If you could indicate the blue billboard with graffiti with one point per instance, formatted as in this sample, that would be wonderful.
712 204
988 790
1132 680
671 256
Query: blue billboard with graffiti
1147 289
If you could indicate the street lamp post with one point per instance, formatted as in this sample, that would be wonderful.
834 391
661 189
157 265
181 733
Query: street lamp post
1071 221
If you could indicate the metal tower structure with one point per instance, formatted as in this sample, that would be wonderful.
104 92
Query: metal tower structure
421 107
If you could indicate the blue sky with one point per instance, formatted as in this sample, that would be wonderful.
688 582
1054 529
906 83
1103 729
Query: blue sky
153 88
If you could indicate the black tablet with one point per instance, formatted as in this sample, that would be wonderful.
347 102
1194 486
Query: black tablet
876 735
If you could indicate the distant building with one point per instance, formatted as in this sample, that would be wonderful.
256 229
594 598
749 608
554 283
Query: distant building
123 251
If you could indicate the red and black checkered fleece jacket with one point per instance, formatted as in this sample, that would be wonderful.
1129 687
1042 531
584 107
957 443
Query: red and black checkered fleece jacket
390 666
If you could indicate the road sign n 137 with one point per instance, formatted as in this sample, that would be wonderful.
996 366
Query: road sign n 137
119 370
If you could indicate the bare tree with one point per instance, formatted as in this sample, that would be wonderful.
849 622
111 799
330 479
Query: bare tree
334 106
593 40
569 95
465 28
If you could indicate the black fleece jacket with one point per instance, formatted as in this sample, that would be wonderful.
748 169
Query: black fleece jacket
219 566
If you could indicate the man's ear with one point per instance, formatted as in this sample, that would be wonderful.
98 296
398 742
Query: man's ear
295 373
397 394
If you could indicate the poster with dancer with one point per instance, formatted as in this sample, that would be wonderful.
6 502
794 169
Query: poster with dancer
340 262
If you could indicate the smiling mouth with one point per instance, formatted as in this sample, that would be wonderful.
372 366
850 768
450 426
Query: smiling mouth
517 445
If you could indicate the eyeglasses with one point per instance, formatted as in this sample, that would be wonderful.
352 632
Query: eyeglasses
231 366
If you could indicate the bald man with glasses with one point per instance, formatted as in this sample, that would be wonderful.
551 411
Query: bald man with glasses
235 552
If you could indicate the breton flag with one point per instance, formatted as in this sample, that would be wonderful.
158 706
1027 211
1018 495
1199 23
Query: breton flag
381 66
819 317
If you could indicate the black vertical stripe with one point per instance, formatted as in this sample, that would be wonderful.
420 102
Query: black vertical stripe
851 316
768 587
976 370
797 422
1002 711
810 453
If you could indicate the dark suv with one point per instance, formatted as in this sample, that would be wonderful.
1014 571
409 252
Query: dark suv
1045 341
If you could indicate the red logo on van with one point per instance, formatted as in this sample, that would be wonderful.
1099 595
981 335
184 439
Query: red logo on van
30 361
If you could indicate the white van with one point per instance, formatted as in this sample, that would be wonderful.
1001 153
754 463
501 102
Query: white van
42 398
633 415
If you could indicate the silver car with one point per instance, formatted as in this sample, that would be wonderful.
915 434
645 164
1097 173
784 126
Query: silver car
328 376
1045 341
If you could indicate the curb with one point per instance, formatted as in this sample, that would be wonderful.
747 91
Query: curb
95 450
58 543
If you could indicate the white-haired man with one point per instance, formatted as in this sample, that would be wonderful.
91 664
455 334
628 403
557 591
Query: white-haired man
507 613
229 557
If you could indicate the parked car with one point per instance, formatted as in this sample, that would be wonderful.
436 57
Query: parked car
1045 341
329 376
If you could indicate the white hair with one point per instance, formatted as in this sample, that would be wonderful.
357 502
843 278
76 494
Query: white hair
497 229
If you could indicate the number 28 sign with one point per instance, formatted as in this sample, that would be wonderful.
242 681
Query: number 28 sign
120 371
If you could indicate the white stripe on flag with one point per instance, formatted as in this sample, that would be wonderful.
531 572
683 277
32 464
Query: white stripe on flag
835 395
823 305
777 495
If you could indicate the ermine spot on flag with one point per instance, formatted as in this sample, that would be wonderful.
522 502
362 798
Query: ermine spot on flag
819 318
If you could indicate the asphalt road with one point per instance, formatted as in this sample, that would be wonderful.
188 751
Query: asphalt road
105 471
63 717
============
Return all the data above, unaltered and complete.

## EXERCISE RESPONSE
If you could indicate the blue billboard with graffiti with one point per instance, formatted as in this sample, that would be wonderful.
712 204
988 790
1132 680
671 256
Query: blue billboard with graffiti
1147 289
If you could indicate the street lamp post with one point per instance, formatted as in this sample, that would be wonderful.
834 391
661 189
157 265
181 733
Query: street lamp post
1071 221
If you could indicate the metal tower structure with one point per instance, formatted as in this sample, that would be wonderful.
104 92
Query: metal tower structure
421 107
If you could indicate the blue sky with one point per instance, formatted as in this sample, that would be wonderful.
688 582
1054 529
906 83
1103 729
Query: blue sky
153 88
If you could indicate the black tablet with one point per instance, formatted as in this sample, that would be wonderful.
347 102
1194 486
Query: black tablet
876 735
If you could indicate the distant building with one point per instance, formatted as in this sample, that would be wonderful.
256 229
594 598
749 608
554 283
Query: distant building
123 251
If you could indicate the red and black checkered fleece jacket with one point per instance, formatted as in this sample, that would be wonderful.
1129 687
1042 531
584 107
957 443
Query: red and black checkered fleece jacket
390 666
If you could indicate the road sign n 137 with one point per instance, formatted as in this sample, that would be wonderful.
996 366
Query: road sign n 137
119 370
If you could indicate the bare tree with one point per instance, formatted as in this sample, that would be wonderful.
849 622
111 799
330 479
Query: bare tree
334 106
593 40
569 95
465 28
If you could indicate the black fleece jacket with one point per instance, formatted as in this sample, that would be wonderful.
748 169
Query: black fleece jacket
219 566
If you could indicate the man's ear with one point per instance, formatted as in this sample, that would be wonderful.
98 296
398 742
Query: man's ear
295 373
397 394
If you could indicate the poster with dancer with one point per instance, formatted as in this sample, that would be wonderful.
6 502
794 169
Query: poster with dancer
340 262
If you could indicate the smiling mouth with one point per instance, formatted as in this sample, that would be wonderful.
372 366
850 768
450 426
Query: smiling mouth
517 445
If you could indicate the eyeglasses with one point per instance, formatted as in this sample, that would be wonderful.
352 632
Query: eyeglasses
231 366
If you could indicate the bald man with glasses with one point per instance, formatted as in this sample, that would be wonderful.
551 411
Query: bald man with glasses
235 552
If you could indicate the breton flag with one point per instance, formatted as in this sample, that would be wonderful.
158 706
1027 211
1018 495
1199 23
Query: breton flag
381 66
819 317
If you could indicate the black vertical stripe with one point per instance, formatted as in this sample, that would be wonderful.
420 102
Query: black vertical stripe
851 316
768 587
976 370
797 422
1002 711
810 453
If you could indicate the dark suv with one point per instance, formatted as in this sample, that would be wonderful.
1014 571
409 252
Query: dark suv
1045 341
If you could indicate the red logo on van with one point per instance, formatted as in this sample, that would be wonderful.
1099 595
981 335
184 439
Query: red logo on van
30 361
If you could indicate the white van with one point per instance, formatted as in this sample, that would be wonderful.
1001 153
754 463
501 102
Query: white van
42 398
633 415
If you could indicate the silver car with one point per instance, formatted as in this sample, that would be wonderful.
915 434
645 164
1097 173
784 126
Query: silver car
328 376
1045 341
If you could indicate the curb with one point per instance, formatted as in this sample, that would be wonderful.
747 91
Query: curb
95 450
58 543
If you could indicate the white-haired man with one point per instance, formatted as in this sample, that would be wonderful.
91 664
455 334
628 403
557 591
Query: white-haired man
507 613
229 557
If you could indicate the parked car with one point per instance, formatted as in this sample, that would be wonderful.
436 57
Query: parked car
1045 341
329 376
If you could indicate the white hair with one point per instance, formatted as in this sample, that would be wonderful.
357 502
843 278
76 494
Query: white hair
497 229
If you could indicate the number 28 sign with one point per instance, formatted as in this sample, that would be wonderful.
242 681
Query: number 28 sign
120 371
If you could indicate the white stripe on flag with one point per instance, formatted as in this sample, that would be wonderful.
531 572
683 277
32 464
Query: white stripe on flag
835 395
823 305
777 495
If you could indicate the ermine spot on flag with one point per instance, formatted as in this sample, that would be wonderful.
522 502
362 798
Query: ermine spot on flag
819 318
If you could indicate the asphalt road with one point per instance, formatted as in this sample, that would be wonderful.
188 751
Query: asphalt road
105 471
63 717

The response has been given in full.